***** EXERCISE DATA *****
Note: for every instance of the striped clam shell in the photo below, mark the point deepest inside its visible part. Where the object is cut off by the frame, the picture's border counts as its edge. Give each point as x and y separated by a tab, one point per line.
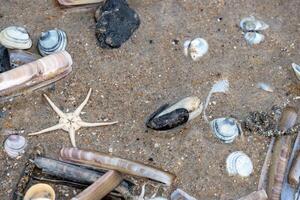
34	75
14	37
52	41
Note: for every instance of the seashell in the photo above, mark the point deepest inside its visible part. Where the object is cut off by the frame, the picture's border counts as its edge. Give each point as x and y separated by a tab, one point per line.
52	41
15	145
40	191
254	38
226	129
34	75
252	24
168	117
4	59
238	163
296	69
15	37
77	2
195	48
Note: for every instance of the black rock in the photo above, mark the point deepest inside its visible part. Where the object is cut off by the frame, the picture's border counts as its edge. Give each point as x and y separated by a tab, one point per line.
4	59
116	22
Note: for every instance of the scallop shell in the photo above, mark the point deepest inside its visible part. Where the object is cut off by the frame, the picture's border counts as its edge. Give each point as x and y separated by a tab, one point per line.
40	191
34	75
252	24
15	37
238	163
254	38
195	48
52	41
15	145
225	129
296	69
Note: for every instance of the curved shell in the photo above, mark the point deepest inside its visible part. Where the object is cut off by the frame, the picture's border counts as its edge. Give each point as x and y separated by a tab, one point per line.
15	145
35	75
252	24
196	48
238	163
40	191
52	41
15	37
168	117
225	129
254	38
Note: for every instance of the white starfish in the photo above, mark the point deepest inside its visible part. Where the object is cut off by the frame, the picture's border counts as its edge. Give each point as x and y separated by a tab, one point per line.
*****
◆ PROBLEM
Copy out all of the lines above word for word, leaving the picture out.

◆ FULL ANSWER
Note: for every instance of the striped clam shell in the photo below, mark the point deepest inside its visible part. Where the object is cut off by the frame, the picture's border counts as its edge. Give each point as x and y separated by a tab, one point per line.
34	75
14	37
52	41
Note: for every instance of the seashell in the photo above, mark the point deepest inside its visible part. Where the object is cut off by the frame, the picture's border counts as its edge. Give each point as x and y separated by a tab, one point per line.
52	41
15	145
40	191
254	38
226	129
34	75
252	24
168	117
4	59
238	163
296	69
15	37
77	2
195	48
Note: for every instance of the black rock in the photo above, mark the point deepest inside its visible part. Where the object is cut off by the frame, the picture's border counts as its edge. Give each point as x and y separated by a tab, one point per line.
4	59
116	22
Note: for every instance of the scallop shell in the photo above, mark the point deepest inside its visible part. Where the object is cut off by the frame, the picture's border counts as its edge. Give each point as x and y separated by a tab, one point per line.
40	191
34	75
252	24
15	37
238	163
254	38
195	48
52	41
15	145
225	129
296	69
Note: for every instance of the curved shell in the photo above, mark the point deepest inside its visible part. Where the object is cut off by the frame, the picture's border counts as its edge. Give each point as x and y separated by a tab, one point per line.
15	145
35	75
252	24
196	48
238	163
40	191
52	41
15	37
168	117
225	129
254	38
Note: for every instance of the white starfish in the photo above, mark the point deepest inside its visible part. Where the object is cut off by the frame, the picture's border counts as its edge. Give each point as x and y separated by a tab, one point per line.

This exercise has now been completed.